MONDAY, May 2, 2022 (HealthDay News) — State affirmative action bans are associated with a reduction in the percentage of students from underrepresented racial and ethnic groups at U.S. public medical schools, according to a study published online May 3 in the Annals of Internal Medicine.

Dan P. Ly, M.D., Ph.D., from the David Geffen School of Medicine at the University of California in Los Angeles, and colleagues examined the association between state affirmative action bans and the percentage of enrollment from underrepresented racial and ethnic groups in U.S. public medical schools. A total of 21 public medical schools in eight states with affirmative action bans were matched to 32 public medical schools in 24 states without bans from 1985 to 2019.

__Raw data__.

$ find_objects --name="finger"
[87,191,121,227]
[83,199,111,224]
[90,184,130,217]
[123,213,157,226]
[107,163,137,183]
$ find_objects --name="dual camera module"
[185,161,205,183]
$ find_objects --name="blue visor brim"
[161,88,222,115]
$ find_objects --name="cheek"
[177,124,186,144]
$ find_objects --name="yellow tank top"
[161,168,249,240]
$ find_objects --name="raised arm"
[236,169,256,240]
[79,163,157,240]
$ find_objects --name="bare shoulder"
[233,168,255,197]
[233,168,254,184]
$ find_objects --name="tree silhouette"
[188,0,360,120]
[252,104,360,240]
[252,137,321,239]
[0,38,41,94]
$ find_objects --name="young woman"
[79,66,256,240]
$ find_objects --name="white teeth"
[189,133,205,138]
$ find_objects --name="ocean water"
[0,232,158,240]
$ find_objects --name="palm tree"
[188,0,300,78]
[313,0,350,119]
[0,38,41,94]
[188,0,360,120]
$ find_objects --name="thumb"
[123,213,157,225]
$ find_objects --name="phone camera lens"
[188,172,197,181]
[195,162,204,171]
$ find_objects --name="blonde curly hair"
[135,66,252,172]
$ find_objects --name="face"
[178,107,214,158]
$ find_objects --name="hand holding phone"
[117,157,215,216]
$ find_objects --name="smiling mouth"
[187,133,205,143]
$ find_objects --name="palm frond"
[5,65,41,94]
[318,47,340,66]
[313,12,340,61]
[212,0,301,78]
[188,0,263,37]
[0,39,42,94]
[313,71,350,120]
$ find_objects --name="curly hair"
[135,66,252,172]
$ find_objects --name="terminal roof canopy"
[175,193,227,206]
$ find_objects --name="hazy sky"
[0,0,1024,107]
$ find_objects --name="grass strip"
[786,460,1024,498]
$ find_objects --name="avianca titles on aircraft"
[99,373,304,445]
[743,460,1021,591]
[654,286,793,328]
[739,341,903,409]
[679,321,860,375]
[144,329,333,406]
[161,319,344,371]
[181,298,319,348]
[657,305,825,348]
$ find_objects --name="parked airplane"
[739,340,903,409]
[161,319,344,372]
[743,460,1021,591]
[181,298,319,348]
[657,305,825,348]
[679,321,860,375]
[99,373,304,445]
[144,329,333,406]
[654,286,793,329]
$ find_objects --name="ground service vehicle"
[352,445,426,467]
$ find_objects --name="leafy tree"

__Tasks to complete__.
(A) In the news report on affirmative action bans and medical school enrollment, how many public medical schools in states with bans were studied?
(B) Quote the news report on affirmative action bans, beginning at the words "Dan P. Ly, M.D., Ph.D., from" and stopping after the words "1985 to 2019.".
(C) Write what comes next in the news report on affirmative action bans and medical school enrollment, starting after its final sentence.

__Results in order__.
(A) 21 public medical schools in eight states

(B)
Dan P. Ly, M.D., Ph.D., from the David Geffen School of Medicine at the University of California in Los Angeles, and colleagues examined the association between state affirmative action bans and the percentage of enrollment from underrepresented racial and ethnic groups in U.S. public medical schools. A total of 21 public medical schools in eight states with affirmative action bans were matched to 32 public medical schools in 24 states without bans from 1985 to 2019.

(C)
The researchers found that in the year before ban implementation, in states with bans, the percentage of enrollment from underrepresented racial and ethnic groups was 14.8 percent in U.S. public medical schools. Relative to the year before implementation, in the five years after ban implementation, the adjusted percentage of underrepresented students in ban schools decreased by 4.8 percentage points; in control schools, the adjusted percentage increased by 0.7 percentage points, for a relative difference (difference-in-differences estimate) of −5.5 percentage points.

“State affirmative action bans were associated with significant reductions in the percentage of students in U.S. public medical schools from underrepresented racial and ethnic groups,” the authors write.